> _What is being asked_: Line by line, transcribe the data below exactly and pass over the images.

> _Supplied entries_:
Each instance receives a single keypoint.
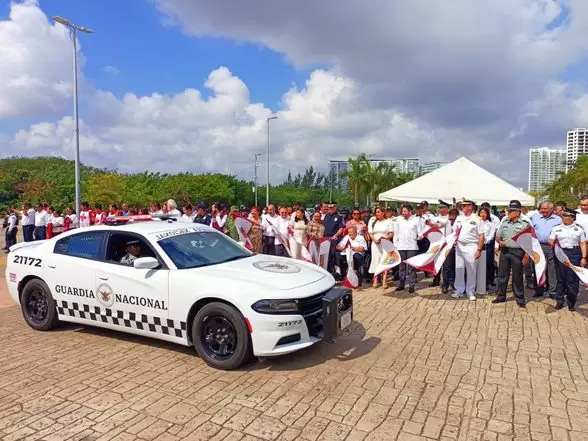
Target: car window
(86, 245)
(203, 248)
(117, 250)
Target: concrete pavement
(413, 367)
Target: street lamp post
(74, 33)
(267, 188)
(255, 181)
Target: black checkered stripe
(125, 319)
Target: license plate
(346, 320)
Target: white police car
(188, 284)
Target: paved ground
(414, 367)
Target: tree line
(51, 179)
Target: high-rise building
(430, 166)
(576, 145)
(402, 165)
(337, 170)
(544, 166)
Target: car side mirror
(146, 263)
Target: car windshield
(203, 248)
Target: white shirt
(359, 241)
(407, 231)
(57, 224)
(265, 224)
(11, 222)
(582, 220)
(568, 236)
(186, 218)
(489, 230)
(283, 226)
(471, 228)
(28, 218)
(41, 218)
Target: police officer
(512, 256)
(133, 252)
(572, 240)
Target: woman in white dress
(379, 228)
(299, 233)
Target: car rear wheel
(221, 337)
(38, 306)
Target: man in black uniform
(512, 256)
(334, 227)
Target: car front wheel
(38, 306)
(221, 337)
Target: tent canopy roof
(459, 179)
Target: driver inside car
(133, 251)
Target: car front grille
(311, 309)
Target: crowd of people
(484, 256)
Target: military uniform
(511, 258)
(570, 239)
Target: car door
(70, 273)
(135, 298)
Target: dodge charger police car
(185, 283)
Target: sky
(179, 85)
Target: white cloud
(35, 63)
(111, 70)
(434, 81)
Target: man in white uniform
(468, 249)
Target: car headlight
(276, 306)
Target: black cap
(514, 206)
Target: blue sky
(131, 36)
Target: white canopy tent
(459, 179)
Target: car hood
(269, 271)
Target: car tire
(38, 306)
(221, 337)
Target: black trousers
(357, 264)
(569, 285)
(511, 260)
(406, 271)
(490, 263)
(27, 232)
(269, 246)
(448, 269)
(550, 272)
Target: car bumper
(326, 318)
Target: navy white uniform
(570, 239)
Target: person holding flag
(512, 256)
(571, 239)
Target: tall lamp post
(74, 33)
(255, 181)
(267, 188)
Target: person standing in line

> _Reply_:
Each instance receives a single keypoint.
Target: car window
(86, 245)
(203, 248)
(117, 250)
Target: concrete pavement
(413, 367)
Target: street lamp post
(74, 33)
(267, 188)
(255, 181)
Target: black checkered stripe
(125, 319)
Target: license plate
(346, 320)
Target: white police car
(188, 284)
Target: paved ground
(414, 367)
Target: tree line
(51, 179)
Target: high-rise building
(430, 166)
(576, 145)
(402, 165)
(337, 170)
(544, 166)
Target: car side mirror
(146, 263)
Target: car windshield
(203, 248)
Target: white shirt
(359, 241)
(407, 231)
(57, 224)
(265, 224)
(11, 222)
(582, 220)
(568, 236)
(186, 218)
(489, 230)
(283, 226)
(471, 228)
(28, 218)
(41, 218)
Target: police officer
(512, 256)
(133, 252)
(572, 240)
Target: woman in white dress
(379, 228)
(299, 233)
Target: car rear wheel
(221, 337)
(38, 306)
Target: man in black uniform
(512, 256)
(334, 227)
Target: car front wheel
(38, 306)
(221, 337)
Target: tent canopy roof
(459, 179)
Target: driver inside car
(133, 251)
Target: car front grille
(311, 309)
Target: crowd of people
(484, 256)
Target: military uniform
(511, 258)
(570, 239)
Target: car door
(70, 273)
(135, 298)
Target: dodge charger police car
(185, 283)
Target: sky
(179, 85)
Target: white cloud
(35, 63)
(111, 70)
(434, 81)
Target: man in white uniform
(468, 249)
Target: car headlight
(276, 306)
Target: black cap
(514, 206)
Target: blue sky
(131, 36)
Target: white canopy tent
(459, 179)
Target: car hood
(269, 271)
Target: car tire
(38, 306)
(221, 337)
Target: black trousers
(357, 264)
(569, 285)
(511, 260)
(406, 271)
(490, 263)
(27, 232)
(269, 246)
(448, 269)
(550, 272)
Target: car bumper
(326, 318)
Target: navy white uniform
(570, 239)
Target: person holding flag
(512, 256)
(571, 239)
Target: tall lamp post
(74, 33)
(255, 181)
(267, 188)
Target: person standing in line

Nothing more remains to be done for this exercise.